Written request 1 — Copy the passage from the Pandas aggregation text exactly, beginning at the words "For a one-time" and stopping after the words "recurring data tasks.".
Written request 2 — According to the Pandas aggregation text, how large is the difference between the methods for smaller datasets?

Data scientists extensively use Pandas for data wrangling. Aggregation is a common task in data wrangling. But in Pandas, there is more than one way to do this.

One way is to use the `apply`

method (or `map`

if it's a series) on a dataframe. This is what I usually do. But the `.`

`agg`

method is another option I often neglect.

For a one-time analysis, this isn't a big deal. The difference is minuscule for smaller datasets.

Yet, when we work on a larger dataset, we must know the impact, especially if the operation is supposed to run repeatedly, as in a data pipeline.

This post discusses the difference and analyses its impact on an ordinary computer. I hope this will help you find the best option for your recurring data tasks.

Talking about Pandas, here are the top resources to boost your data-wrangling skills.

[Book]Python for Data Analysis: Data Wrangling with pandas, NumPy, and Jupyter3rd EditionbyWes McKinney

[Online Course]Data Analysis with Pandas and Python by Boris PaskhaverThe above links are carefully curated affiliate links. I earn a commission for qualified purchases at no extra cost to you. But it never affects what we pick.

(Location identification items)
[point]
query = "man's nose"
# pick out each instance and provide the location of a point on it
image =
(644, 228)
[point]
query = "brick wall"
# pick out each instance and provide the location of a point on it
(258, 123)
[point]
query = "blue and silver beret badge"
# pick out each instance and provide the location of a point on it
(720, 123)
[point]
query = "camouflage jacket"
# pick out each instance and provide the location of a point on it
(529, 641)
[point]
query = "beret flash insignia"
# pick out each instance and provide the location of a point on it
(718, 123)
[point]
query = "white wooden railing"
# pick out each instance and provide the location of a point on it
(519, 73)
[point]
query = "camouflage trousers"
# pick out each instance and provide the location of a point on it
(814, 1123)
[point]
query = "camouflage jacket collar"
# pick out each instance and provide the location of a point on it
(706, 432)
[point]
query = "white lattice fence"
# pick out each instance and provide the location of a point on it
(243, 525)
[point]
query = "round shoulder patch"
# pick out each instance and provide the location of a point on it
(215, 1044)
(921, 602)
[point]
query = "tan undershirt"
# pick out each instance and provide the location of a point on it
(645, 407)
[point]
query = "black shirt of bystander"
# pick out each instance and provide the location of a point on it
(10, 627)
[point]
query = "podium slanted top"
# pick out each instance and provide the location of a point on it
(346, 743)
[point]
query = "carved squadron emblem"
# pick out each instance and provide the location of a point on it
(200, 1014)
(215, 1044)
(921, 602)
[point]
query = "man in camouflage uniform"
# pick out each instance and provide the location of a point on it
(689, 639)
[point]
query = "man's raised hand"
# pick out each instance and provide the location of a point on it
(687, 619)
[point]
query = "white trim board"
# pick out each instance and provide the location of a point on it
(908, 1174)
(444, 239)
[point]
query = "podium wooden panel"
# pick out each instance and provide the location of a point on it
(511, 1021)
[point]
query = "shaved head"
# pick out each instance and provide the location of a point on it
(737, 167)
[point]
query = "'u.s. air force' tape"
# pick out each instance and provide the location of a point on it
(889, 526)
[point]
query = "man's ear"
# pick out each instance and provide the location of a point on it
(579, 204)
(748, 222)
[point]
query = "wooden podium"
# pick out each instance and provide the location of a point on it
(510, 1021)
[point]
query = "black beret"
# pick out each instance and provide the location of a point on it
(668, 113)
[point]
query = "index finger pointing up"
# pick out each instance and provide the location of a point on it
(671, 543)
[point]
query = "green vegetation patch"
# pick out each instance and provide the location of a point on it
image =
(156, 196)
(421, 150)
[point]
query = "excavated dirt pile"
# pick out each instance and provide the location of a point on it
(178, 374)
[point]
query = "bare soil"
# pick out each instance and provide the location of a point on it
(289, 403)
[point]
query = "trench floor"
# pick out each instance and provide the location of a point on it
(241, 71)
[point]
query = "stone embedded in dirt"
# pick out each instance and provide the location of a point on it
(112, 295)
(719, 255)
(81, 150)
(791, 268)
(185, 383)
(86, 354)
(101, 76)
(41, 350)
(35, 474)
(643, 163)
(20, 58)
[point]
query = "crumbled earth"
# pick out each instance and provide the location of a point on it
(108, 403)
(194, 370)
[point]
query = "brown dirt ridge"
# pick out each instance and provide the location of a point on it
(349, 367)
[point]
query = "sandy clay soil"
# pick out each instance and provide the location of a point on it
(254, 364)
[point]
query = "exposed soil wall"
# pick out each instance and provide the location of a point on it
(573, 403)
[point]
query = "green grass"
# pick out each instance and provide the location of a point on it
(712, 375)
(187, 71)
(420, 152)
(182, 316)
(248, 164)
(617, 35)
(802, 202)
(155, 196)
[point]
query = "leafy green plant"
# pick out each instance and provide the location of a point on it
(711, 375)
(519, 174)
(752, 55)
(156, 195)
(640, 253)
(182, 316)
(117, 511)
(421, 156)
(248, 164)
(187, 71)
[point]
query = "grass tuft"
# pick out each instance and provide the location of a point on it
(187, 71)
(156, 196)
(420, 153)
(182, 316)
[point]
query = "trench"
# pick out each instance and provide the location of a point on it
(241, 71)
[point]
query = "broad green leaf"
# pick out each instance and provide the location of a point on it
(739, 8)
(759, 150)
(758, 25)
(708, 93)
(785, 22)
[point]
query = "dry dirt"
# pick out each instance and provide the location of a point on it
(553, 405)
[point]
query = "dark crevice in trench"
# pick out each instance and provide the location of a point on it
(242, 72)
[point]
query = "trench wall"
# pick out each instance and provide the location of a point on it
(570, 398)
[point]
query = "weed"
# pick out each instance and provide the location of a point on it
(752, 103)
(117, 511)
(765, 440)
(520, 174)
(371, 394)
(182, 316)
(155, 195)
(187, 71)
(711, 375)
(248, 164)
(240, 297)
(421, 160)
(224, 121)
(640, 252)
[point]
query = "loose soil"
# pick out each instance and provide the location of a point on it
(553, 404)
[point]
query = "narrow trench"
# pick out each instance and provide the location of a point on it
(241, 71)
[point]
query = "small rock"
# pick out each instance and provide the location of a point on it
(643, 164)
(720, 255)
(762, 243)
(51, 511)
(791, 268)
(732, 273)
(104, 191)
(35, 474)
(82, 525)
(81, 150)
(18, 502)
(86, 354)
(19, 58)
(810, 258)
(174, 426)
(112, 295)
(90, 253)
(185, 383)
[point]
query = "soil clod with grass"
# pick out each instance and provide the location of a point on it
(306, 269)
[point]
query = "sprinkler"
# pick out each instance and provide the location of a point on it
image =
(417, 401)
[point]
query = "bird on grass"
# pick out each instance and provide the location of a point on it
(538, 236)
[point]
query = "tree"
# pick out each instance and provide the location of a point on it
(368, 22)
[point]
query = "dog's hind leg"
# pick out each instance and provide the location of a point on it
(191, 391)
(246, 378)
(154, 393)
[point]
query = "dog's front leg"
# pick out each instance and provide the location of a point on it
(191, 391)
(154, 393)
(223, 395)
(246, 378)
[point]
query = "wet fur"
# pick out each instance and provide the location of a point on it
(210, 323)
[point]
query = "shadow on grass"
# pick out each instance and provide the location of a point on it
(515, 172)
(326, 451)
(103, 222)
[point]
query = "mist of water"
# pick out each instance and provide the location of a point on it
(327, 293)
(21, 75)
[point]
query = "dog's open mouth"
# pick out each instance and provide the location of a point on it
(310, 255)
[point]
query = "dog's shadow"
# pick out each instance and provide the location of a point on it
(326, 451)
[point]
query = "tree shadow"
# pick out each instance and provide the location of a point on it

Task result 1 —
For a one-time analysis, this isn't a big deal. The difference is minuscule for smaller datasets.

Yet, when we work on a larger dataset, we must know the impact, especially if the operation is supposed to run repeatedly, as in a data pipeline.

This post discusses the difference and analyses its impact on an ordinary computer. I hope this will help you find the best option for your recurring data tasks.

Task result 2 — The difference is minuscule.